§ **Work instructions**
Every line from the one containing "Check that each instance of the crack" to the end of the listing below should be transcribed exactly, and no line outside that span should appear.

(Beginning of Data for review)

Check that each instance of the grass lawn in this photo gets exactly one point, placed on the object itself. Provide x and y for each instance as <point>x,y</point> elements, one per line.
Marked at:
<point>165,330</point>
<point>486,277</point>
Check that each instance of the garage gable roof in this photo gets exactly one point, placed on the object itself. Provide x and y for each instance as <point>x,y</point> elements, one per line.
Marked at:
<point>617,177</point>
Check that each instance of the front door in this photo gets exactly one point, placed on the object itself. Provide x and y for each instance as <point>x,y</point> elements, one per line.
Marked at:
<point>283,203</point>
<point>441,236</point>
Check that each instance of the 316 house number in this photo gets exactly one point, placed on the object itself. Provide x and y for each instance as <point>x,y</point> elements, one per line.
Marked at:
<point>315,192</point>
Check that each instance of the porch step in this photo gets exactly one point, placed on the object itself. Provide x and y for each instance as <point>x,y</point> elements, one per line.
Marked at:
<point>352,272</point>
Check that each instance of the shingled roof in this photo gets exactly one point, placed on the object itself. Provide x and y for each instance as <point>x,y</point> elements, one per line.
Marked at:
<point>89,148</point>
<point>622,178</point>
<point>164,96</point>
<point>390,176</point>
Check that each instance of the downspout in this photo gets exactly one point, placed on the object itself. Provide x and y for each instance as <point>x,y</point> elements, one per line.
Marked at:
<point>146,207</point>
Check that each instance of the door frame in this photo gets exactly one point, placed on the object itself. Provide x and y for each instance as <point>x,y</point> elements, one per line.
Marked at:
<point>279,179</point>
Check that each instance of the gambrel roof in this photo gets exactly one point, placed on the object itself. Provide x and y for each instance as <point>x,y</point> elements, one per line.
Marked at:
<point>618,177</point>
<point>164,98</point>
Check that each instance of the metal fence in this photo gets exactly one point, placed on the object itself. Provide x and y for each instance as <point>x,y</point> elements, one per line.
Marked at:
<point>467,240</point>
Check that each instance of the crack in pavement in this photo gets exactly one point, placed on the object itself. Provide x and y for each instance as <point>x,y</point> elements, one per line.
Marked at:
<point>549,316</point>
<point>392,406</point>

(End of Data for review)

§ **Output for this task**
Check that each instance of the crack in pavement in this photo gets exactly one point, placed on the object itself. Provide x and y for each instance as <point>x,y</point> elements, one per line.
Marked at:
<point>549,316</point>
<point>392,406</point>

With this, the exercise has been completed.